■ **Task details**
Copy the data below, replacing every "Tag" with "Mark" and keeping everything else the same.

■ **Data excerpts**
____

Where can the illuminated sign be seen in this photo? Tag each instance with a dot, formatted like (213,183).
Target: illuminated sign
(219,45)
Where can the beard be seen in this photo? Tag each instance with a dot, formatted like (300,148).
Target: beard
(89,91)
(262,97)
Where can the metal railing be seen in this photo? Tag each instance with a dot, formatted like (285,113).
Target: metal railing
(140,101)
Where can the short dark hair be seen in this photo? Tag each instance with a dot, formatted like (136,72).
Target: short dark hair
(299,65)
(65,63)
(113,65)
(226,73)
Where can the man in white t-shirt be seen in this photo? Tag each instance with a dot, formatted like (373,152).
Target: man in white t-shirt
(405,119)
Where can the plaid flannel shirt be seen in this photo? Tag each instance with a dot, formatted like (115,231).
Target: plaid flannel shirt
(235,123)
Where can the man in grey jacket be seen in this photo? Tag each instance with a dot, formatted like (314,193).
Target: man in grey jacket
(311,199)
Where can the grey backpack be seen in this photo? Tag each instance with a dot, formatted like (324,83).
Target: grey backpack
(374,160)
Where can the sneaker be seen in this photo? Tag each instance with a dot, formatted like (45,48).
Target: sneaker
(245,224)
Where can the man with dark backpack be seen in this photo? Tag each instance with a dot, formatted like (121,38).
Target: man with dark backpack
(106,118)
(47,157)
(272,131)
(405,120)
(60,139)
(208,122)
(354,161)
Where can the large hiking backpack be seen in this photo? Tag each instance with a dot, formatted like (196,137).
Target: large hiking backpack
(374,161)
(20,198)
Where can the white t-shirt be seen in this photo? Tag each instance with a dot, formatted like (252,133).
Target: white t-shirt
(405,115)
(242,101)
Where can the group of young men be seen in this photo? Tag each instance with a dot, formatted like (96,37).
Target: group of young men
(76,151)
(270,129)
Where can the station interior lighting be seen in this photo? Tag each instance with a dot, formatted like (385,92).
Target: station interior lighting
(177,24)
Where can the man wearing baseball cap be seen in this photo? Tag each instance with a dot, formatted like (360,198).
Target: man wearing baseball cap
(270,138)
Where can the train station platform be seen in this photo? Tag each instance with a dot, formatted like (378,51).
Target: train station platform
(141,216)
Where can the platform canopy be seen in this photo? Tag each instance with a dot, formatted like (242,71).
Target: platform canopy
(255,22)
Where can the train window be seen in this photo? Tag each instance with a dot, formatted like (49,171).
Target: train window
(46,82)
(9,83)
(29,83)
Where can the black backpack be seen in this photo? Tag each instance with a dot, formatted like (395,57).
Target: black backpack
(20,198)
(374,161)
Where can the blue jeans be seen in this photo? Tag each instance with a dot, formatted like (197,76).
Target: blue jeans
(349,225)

____

■ **The output**
Where can the illuminated sign be seen in this photo? Mark each instance with a dot, formatted like (213,183).
Target: illuminated sign
(219,45)
Where can the beard be seen in this photo? Mark each instance with a dot, formatted like (300,148).
Target: beard
(89,91)
(262,97)
Where can the metal railing be seen in this photo? Mark each instance with a dot, formatted like (285,113).
Target: metal railing
(140,101)
Where can the short dark hair be seen in this photo? Mark each instance with a dot, formatted like (136,72).
Target: short dark hair
(299,65)
(65,63)
(113,65)
(226,73)
Where can the man in white t-shirt be seen in this photo? Mark each instance with a dot, formatted like (373,152).
Target: man in white t-shirt
(405,119)
Where can the plaid flannel shirt be seen in this photo? Mark each instance with a dot, formatted like (115,231).
Target: plaid flannel shirt
(235,123)
Where can the man in grey jacket be seen in this photo? Mark each instance with a dot, formatted like (314,193).
Target: man in grey jacket
(311,199)
Where can the grey backpack be seen in this photo? Mark each instance with a dot, formatted like (324,83).
Target: grey backpack
(374,160)
Where can the sneaker be seen in this photo? Mark each instance with a dot, formatted like (45,48).
Target: sneaker
(245,224)
Where can the man with dark backpack be seen in this photo? Mark each instance with a dot, formatted like (121,38).
Target: man with dark backpack
(106,118)
(47,157)
(272,131)
(405,120)
(60,139)
(208,122)
(354,161)
Where can the large hiking backpack be seen in this photo? Mark each instance with a dot, formatted like (196,137).
Target: large hiking backpack
(374,161)
(20,198)
Where can the white t-shirt be seen in this photo? Mark each instance with a dot, formatted like (252,133).
Target: white t-shirt
(405,115)
(242,101)
Where can the group of young men be seen in this photo? Mark each instance with a dot, formatted like (96,37).
Target: group of young men
(76,151)
(270,129)
Where can the station interior lighting be seen in this photo? Mark each instance with a dot, formatted like (385,92).
Target: station interior lighting
(177,24)
Where can the man wearing baseball cap be seen in this photo? Mark each instance with a dot, formatted like (360,198).
Target: man wearing baseball cap
(270,138)
Where can the train station platform be seen in this photo? Mark each instance with a dot, formatted like (378,51).
Target: train station platform
(141,216)
Where can the platform canopy be seen in this photo? Mark each instance with a dot, formatted like (242,71).
Target: platform canopy
(255,22)
Where can the train window be seen in this photo? Mark each instance with a dot, formatted like (49,171).
Target: train window
(46,82)
(9,83)
(29,83)
Where can the black backpack be seen in this photo? Mark each instance with a dot, formatted like (395,57).
Target: black backpack
(20,198)
(374,161)
Where can the blue jeans be seen in this photo? Mark each instance with a dot, formatted like (197,76).
Target: blue jeans
(349,225)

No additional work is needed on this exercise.